━━━ Exercise inputs ━━━
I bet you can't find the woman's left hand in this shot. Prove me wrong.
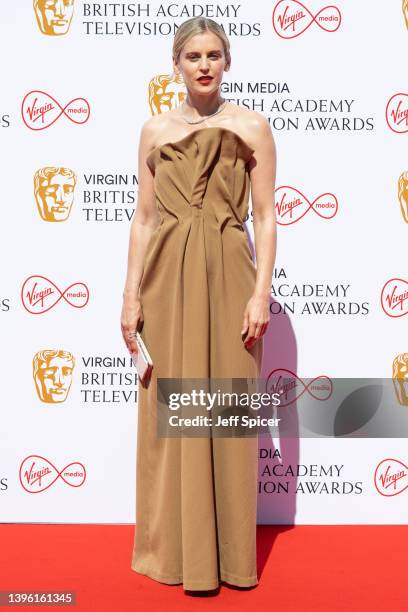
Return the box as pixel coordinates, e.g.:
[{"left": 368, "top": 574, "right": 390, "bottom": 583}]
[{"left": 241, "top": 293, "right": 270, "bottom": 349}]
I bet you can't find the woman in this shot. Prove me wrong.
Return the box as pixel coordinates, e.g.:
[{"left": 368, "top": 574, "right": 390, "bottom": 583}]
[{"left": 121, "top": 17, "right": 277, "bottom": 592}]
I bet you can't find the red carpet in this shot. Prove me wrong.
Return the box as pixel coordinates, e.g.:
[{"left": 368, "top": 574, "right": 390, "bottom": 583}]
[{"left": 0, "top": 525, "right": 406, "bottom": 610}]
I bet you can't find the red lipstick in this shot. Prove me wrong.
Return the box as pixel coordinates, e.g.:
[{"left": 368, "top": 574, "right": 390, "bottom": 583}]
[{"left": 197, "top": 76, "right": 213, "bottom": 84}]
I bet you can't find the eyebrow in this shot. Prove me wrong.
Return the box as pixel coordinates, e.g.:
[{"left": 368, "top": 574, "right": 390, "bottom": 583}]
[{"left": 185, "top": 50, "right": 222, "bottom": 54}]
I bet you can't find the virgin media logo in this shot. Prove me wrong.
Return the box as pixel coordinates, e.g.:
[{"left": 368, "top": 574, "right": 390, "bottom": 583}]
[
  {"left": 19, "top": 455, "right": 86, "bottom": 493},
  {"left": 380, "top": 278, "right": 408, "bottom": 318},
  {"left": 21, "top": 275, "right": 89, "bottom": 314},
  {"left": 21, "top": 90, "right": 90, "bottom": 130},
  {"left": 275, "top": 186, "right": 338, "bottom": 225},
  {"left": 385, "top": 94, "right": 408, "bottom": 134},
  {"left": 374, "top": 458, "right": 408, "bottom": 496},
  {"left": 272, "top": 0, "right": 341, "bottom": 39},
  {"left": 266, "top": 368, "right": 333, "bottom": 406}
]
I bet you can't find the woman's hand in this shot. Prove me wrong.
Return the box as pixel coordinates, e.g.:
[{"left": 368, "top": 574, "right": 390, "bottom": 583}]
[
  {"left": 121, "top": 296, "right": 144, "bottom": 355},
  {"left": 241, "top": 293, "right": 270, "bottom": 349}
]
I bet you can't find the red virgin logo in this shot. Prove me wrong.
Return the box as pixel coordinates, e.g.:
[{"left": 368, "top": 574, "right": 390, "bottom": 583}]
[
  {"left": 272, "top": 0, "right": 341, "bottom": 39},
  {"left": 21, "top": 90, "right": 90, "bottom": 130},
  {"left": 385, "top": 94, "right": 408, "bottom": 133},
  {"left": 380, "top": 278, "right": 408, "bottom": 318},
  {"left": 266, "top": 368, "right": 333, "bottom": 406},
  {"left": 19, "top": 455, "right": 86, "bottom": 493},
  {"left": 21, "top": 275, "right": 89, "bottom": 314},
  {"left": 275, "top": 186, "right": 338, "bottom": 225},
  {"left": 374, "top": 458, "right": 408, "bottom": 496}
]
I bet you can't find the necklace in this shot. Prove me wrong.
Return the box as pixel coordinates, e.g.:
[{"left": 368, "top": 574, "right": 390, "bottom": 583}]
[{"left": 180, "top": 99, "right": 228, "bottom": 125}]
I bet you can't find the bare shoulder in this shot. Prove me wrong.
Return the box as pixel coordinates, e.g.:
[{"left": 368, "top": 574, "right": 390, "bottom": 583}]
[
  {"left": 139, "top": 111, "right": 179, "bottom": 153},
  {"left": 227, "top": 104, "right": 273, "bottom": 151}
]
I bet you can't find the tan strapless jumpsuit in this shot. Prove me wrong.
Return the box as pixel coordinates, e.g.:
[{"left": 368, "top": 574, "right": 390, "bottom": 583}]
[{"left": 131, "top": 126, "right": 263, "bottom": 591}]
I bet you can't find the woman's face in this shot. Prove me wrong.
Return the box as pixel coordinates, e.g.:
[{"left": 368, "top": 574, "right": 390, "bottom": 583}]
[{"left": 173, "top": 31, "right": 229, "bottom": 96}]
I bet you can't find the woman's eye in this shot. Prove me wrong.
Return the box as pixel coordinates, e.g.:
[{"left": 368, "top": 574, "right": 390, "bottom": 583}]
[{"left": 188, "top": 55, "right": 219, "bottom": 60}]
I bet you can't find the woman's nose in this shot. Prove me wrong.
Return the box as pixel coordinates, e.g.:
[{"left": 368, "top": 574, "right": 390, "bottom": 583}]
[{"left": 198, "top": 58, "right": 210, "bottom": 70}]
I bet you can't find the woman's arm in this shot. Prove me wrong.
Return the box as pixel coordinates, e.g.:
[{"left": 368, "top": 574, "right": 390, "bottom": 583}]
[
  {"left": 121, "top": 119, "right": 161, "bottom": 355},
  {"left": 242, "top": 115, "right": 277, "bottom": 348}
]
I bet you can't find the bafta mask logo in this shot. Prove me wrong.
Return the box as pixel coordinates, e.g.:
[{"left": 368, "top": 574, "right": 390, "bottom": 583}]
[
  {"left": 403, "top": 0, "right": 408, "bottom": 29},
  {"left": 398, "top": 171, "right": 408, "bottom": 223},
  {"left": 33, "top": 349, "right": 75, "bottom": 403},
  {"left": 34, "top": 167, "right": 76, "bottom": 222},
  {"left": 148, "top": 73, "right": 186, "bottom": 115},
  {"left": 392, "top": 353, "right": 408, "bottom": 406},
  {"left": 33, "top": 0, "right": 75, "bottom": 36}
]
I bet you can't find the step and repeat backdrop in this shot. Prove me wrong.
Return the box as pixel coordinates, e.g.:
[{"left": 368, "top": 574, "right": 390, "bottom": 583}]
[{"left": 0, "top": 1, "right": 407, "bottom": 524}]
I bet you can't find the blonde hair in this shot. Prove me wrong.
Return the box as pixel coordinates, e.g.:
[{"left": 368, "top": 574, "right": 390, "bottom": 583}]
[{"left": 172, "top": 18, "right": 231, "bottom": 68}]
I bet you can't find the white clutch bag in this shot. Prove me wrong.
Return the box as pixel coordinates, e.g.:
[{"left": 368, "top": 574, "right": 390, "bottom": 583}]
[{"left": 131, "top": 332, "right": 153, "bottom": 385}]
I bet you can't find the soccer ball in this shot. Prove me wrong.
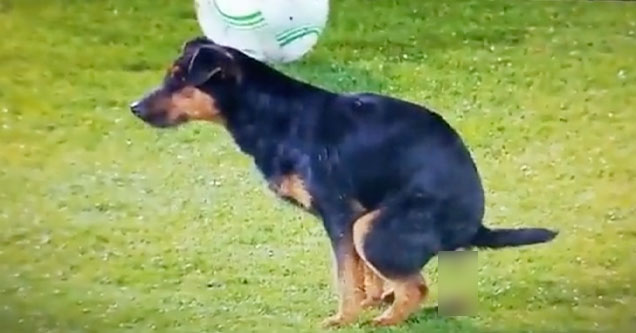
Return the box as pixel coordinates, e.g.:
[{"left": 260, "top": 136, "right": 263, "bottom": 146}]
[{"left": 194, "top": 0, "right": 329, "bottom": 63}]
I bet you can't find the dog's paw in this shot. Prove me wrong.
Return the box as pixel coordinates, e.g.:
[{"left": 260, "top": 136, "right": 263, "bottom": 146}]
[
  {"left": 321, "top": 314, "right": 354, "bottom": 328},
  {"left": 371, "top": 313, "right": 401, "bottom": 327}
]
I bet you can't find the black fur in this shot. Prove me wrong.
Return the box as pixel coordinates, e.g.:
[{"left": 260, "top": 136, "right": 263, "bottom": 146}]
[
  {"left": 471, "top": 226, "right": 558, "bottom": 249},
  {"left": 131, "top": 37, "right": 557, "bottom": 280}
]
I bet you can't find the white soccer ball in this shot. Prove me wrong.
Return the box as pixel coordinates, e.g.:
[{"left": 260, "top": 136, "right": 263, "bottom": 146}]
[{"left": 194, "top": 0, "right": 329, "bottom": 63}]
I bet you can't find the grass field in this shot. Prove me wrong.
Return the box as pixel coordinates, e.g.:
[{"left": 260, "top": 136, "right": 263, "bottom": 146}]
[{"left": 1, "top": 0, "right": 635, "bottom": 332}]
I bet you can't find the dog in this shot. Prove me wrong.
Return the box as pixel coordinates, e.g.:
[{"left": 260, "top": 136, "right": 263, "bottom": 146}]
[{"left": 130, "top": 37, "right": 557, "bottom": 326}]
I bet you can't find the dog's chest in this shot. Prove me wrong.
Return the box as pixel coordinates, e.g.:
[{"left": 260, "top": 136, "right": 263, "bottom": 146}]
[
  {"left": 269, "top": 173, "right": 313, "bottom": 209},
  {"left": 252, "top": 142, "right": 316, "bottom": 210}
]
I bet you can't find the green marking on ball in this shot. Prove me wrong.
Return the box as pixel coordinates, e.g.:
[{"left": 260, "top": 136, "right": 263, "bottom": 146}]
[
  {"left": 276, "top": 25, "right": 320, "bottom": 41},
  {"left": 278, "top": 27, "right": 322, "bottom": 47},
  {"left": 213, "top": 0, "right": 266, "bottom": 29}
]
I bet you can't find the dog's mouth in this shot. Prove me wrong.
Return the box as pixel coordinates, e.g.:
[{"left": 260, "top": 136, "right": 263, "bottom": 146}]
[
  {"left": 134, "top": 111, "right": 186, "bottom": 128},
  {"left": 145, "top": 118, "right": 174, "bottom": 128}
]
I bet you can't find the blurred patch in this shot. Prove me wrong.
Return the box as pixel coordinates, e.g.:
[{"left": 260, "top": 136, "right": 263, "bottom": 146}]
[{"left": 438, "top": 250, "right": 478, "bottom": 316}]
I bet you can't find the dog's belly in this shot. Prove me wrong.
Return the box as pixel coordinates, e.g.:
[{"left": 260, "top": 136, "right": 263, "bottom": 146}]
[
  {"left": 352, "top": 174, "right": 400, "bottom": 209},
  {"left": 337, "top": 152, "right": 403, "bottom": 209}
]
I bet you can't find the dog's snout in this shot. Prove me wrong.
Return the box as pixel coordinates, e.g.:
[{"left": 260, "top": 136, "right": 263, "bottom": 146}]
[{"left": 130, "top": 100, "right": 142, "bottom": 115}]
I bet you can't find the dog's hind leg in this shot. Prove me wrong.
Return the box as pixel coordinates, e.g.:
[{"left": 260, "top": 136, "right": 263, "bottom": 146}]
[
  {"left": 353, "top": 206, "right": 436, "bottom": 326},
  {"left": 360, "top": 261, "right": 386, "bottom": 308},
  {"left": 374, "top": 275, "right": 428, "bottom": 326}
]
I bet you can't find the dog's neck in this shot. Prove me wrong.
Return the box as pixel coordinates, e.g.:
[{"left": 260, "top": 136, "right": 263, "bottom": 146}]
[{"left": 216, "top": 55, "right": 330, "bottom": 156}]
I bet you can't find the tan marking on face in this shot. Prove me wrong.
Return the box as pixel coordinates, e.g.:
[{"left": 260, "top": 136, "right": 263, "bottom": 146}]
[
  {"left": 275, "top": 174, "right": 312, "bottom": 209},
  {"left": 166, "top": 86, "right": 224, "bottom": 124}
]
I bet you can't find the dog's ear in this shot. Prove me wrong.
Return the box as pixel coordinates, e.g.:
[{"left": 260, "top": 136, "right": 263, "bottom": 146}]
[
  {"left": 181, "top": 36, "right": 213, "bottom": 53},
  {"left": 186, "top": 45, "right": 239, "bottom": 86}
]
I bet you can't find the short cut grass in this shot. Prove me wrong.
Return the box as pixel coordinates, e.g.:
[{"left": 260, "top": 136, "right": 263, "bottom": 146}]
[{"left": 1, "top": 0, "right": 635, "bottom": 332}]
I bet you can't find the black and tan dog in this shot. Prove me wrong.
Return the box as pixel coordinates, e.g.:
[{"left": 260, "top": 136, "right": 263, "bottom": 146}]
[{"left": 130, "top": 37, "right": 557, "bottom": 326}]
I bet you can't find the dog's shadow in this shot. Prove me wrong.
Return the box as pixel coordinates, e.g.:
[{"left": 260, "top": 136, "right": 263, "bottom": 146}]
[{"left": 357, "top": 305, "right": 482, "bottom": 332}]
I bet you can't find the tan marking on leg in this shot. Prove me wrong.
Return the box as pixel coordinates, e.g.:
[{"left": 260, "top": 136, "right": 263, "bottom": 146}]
━━━
# Your assignment:
Print the data exactly, from its first line to the line containing "I bet you can't find the woman in", both included. Omit the pictures.

# Solution for this problem:
I bet you can't find the woman's left hand in this shot. Prove me wrong.
Return the box as pixel coordinates, e.g.:
[{"left": 368, "top": 574, "right": 390, "bottom": 583}]
[{"left": 241, "top": 293, "right": 270, "bottom": 349}]
I bet you can't find the woman in this shot. Prove me wrong.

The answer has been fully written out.